# Data rows:
• • • • •

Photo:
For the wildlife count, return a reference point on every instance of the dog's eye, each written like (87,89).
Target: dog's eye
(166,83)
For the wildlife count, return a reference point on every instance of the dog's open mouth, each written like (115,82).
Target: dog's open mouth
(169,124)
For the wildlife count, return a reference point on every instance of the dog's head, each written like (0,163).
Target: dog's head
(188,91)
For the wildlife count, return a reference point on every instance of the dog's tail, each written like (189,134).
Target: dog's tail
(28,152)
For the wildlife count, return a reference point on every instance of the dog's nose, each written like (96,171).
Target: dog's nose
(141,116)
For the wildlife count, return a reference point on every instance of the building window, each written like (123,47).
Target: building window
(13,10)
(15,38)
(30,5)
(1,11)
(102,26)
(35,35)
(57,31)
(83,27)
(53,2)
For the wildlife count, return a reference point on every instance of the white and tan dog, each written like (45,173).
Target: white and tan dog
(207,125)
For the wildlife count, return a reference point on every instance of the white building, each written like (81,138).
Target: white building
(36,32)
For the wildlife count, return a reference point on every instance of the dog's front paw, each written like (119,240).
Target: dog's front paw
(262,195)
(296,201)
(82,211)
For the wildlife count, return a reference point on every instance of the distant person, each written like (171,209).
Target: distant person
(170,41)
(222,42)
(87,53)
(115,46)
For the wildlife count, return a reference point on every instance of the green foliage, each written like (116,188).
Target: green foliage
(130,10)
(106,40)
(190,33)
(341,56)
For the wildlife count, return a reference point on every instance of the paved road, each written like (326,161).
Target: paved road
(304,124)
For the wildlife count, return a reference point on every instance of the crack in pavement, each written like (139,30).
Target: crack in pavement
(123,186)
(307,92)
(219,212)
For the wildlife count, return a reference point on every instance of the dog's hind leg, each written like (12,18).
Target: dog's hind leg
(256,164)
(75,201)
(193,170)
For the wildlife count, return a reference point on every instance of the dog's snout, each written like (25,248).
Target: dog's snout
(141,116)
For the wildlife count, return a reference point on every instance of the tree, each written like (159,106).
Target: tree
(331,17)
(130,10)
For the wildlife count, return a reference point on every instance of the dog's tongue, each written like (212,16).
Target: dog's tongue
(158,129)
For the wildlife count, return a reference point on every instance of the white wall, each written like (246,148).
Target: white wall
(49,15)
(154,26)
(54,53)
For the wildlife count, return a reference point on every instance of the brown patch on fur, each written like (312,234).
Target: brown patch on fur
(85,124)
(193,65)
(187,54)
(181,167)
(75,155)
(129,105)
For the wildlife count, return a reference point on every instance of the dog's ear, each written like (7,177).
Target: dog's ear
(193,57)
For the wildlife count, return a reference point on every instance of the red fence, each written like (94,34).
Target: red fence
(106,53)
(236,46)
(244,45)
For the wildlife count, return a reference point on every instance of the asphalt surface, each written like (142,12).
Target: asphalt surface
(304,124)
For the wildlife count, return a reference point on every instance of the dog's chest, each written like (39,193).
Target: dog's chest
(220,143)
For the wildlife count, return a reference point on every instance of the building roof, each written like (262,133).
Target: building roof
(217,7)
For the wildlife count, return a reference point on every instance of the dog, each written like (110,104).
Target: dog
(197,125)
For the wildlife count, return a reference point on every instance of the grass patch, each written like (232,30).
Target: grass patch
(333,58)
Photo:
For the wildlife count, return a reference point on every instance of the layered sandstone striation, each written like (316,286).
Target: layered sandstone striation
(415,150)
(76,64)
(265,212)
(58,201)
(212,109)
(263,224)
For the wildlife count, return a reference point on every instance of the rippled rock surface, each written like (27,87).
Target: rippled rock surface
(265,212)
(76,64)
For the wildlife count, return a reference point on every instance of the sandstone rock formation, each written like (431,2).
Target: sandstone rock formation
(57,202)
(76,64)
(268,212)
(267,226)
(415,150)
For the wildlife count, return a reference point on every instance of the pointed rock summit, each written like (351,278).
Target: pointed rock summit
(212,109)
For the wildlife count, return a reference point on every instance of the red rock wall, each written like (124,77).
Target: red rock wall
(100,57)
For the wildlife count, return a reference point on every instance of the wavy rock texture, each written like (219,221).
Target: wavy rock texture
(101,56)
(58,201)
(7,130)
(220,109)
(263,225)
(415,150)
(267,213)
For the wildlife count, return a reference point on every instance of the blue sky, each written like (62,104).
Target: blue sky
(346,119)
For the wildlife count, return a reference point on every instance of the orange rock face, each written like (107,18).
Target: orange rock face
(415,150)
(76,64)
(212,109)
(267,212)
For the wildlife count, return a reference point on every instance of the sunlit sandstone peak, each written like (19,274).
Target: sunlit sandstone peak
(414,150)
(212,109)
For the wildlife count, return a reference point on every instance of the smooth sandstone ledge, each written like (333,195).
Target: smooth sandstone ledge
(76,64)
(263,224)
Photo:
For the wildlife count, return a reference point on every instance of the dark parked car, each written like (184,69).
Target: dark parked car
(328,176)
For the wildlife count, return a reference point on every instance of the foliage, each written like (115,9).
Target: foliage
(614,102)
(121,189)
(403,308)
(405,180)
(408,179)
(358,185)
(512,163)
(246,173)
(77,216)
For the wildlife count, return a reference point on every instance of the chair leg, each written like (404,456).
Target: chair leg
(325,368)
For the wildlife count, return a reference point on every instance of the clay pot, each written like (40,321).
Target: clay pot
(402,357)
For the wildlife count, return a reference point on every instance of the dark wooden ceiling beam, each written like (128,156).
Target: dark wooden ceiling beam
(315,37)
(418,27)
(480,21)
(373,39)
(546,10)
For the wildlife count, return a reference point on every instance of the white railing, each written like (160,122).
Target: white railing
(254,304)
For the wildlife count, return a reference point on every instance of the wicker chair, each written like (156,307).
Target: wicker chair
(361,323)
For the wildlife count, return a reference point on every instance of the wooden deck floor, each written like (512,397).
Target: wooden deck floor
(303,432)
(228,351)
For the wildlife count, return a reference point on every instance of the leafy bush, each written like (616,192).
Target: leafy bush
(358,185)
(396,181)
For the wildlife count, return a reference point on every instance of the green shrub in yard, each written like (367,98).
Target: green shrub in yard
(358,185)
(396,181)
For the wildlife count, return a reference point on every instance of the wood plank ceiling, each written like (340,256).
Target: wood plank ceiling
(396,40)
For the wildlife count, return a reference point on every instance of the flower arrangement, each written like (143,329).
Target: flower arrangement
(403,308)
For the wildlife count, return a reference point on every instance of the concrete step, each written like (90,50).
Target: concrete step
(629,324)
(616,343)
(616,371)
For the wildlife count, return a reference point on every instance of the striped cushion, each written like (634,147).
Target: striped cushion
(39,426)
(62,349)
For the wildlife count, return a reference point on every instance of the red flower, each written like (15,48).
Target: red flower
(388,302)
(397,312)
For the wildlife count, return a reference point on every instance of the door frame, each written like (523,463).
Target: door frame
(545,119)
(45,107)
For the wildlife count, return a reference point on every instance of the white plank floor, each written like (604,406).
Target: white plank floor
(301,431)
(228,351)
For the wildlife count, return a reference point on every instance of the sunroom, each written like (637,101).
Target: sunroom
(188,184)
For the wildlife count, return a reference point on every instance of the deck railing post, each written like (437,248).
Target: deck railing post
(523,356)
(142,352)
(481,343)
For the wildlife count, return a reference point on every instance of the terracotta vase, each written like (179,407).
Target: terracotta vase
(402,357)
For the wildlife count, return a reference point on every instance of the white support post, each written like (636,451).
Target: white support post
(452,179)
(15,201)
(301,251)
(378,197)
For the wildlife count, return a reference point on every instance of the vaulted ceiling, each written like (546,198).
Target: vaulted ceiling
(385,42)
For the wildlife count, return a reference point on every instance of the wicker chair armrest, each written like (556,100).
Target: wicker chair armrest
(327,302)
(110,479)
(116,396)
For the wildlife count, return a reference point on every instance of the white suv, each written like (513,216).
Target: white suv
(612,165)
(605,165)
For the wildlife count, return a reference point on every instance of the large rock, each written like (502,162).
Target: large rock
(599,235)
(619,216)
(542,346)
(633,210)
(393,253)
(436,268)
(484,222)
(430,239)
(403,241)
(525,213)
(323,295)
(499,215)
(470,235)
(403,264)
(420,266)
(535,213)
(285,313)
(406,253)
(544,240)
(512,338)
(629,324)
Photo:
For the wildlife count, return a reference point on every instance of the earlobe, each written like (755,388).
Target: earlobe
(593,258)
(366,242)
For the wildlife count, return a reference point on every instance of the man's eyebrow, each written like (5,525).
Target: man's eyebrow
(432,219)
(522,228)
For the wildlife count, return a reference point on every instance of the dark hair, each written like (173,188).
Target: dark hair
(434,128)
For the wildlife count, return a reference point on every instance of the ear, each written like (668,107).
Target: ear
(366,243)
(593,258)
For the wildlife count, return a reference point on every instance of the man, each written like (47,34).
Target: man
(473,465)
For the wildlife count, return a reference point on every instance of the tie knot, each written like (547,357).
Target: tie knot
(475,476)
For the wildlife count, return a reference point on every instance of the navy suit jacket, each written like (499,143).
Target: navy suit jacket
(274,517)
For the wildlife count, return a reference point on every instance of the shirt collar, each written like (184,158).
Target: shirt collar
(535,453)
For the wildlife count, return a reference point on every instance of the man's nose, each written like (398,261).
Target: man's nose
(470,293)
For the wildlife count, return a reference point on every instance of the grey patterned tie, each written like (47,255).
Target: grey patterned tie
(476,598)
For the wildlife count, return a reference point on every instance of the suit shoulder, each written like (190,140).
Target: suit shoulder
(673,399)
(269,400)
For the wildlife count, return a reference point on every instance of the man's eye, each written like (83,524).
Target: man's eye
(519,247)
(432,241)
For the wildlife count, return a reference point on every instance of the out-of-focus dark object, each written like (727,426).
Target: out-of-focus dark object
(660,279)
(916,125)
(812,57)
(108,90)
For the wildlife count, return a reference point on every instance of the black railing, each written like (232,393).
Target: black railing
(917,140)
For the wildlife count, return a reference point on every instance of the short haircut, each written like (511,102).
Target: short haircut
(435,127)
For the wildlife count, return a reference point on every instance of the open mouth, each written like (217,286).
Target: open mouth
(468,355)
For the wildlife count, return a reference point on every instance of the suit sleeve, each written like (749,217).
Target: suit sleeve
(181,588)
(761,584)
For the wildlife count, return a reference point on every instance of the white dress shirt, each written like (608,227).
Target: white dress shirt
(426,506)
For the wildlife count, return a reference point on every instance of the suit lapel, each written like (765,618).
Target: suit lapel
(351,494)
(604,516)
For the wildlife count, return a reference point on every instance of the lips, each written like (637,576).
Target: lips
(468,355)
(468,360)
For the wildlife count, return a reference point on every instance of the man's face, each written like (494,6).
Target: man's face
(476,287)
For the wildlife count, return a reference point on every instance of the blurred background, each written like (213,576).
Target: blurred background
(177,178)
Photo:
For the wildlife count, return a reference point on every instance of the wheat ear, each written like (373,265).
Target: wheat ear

• • • • •

# Written task:
Quote only the lines from the line containing "written like (765,618)." through the end of the listing, please, keeping both the first and the last line.

# Task result:
For the wildlife count, return a reference point on every instance of the suit lapel, each written like (765,618).
Target: suit lapel
(351,494)
(604,516)
For the wildlife count, return a reference point on every instance of the lips, each written like (637,576).
Target: lips
(468,355)
(468,360)
For the wildlife count, return a reference point on every instance of the man's face, each written like (494,6).
Target: man's face
(476,287)
For the wildlife count, return a reference point on every instance of the blurred background, each written like (213,576).
Target: blurred background
(177,178)
Photo:
For the wildlife count, return a reference point on every instance of the wheat ear, each written like (373,265).
Target: wheat ear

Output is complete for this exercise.